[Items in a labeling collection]
┌────────
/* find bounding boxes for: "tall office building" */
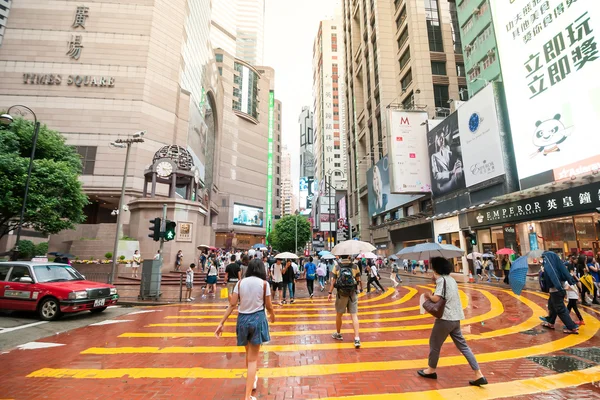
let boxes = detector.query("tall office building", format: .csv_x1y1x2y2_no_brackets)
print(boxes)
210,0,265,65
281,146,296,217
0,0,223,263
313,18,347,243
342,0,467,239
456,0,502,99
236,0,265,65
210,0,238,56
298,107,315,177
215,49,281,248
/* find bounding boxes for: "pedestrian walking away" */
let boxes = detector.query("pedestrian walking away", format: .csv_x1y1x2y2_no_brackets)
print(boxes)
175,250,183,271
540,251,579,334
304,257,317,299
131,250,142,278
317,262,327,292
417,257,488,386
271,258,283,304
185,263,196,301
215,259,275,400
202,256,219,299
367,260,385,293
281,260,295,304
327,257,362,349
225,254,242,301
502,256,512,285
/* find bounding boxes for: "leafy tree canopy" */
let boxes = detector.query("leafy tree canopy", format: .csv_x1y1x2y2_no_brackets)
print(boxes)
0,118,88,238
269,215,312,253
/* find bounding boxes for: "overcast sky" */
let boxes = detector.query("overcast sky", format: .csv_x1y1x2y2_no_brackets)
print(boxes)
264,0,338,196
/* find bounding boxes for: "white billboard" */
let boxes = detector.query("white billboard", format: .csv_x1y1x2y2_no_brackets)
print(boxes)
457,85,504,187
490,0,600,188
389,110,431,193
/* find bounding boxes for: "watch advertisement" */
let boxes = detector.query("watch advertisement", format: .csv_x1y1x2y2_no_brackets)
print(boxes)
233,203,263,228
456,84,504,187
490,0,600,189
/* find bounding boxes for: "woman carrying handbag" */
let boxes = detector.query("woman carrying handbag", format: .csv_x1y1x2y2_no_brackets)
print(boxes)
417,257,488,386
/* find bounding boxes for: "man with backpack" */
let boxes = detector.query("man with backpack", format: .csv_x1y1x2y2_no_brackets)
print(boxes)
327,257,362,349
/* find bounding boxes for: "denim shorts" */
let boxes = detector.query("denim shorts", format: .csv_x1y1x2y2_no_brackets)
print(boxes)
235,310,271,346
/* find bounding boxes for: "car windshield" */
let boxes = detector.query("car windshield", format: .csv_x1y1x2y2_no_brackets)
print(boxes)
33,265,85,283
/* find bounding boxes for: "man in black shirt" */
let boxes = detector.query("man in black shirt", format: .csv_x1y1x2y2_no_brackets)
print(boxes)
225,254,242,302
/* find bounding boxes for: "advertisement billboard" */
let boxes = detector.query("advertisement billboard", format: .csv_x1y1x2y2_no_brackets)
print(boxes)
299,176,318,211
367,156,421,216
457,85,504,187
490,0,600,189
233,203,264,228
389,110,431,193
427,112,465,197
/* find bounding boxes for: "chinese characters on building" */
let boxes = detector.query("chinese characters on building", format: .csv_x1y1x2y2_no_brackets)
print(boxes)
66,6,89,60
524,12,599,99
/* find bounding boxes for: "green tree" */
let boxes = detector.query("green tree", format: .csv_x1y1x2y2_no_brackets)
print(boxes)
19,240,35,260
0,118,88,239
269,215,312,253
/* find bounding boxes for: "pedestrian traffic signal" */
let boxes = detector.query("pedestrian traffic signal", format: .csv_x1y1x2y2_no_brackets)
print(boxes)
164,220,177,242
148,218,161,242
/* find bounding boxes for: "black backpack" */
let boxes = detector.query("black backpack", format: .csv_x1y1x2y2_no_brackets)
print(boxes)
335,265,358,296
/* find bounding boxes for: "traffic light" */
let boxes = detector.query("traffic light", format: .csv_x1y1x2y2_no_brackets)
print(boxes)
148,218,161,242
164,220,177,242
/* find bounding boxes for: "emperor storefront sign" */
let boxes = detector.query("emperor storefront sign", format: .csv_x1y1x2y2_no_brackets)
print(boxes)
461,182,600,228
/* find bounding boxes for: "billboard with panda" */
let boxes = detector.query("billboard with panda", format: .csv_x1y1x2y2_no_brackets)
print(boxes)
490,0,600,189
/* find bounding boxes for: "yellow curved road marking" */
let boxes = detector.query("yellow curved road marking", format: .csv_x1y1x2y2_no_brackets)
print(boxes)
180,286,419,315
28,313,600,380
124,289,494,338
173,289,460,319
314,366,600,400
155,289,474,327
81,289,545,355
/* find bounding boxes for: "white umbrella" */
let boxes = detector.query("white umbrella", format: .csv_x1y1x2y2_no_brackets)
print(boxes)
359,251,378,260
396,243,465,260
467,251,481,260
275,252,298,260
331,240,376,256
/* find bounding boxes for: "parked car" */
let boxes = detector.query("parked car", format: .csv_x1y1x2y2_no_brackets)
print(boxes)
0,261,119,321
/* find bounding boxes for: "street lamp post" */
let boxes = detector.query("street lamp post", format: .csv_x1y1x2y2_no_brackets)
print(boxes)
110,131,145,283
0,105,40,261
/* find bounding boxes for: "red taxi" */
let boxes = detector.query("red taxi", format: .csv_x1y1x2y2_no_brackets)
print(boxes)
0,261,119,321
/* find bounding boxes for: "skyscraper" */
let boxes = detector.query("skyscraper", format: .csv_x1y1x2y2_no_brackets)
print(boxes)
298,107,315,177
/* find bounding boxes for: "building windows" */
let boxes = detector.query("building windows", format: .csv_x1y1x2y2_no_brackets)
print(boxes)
└────────
┌────────
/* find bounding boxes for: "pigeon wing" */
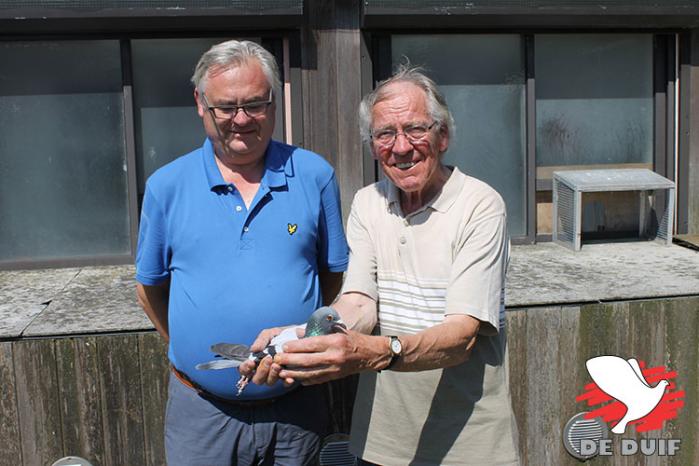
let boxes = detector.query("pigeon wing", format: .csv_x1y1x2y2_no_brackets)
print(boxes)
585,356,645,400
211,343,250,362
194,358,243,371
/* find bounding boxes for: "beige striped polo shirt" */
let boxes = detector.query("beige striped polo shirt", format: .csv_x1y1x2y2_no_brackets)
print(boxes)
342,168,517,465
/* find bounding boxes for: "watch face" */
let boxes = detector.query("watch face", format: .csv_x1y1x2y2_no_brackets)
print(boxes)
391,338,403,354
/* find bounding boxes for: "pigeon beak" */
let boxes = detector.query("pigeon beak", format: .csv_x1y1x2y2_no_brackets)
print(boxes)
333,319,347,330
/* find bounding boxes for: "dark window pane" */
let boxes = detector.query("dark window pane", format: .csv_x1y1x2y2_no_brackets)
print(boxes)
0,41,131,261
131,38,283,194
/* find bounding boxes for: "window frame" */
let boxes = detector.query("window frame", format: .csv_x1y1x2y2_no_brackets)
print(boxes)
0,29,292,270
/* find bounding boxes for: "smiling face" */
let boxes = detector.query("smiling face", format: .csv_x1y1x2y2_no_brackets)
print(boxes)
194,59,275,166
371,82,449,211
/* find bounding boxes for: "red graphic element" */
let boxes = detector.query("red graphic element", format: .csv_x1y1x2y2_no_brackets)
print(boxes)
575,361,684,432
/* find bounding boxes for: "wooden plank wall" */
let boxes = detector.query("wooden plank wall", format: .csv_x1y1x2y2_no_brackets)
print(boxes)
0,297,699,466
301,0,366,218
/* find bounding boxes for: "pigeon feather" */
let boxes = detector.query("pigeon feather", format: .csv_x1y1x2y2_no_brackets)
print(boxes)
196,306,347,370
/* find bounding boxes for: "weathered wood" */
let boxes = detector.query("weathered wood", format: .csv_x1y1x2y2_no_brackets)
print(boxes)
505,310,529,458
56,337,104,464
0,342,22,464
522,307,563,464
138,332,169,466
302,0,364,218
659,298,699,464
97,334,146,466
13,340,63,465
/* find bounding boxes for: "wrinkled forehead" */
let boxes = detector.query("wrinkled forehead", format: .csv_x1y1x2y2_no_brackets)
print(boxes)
└────────
◆ SHORT TASK
Show every line of the data that contains the string "tall", matching case exactly.

◆ RESULT FOR THIS EXERCISE
/* find bounding boxes for: "tall office building" */
let boxes = detector.query("tall office building", format: .csv_x1y1x2y2_no_brackets)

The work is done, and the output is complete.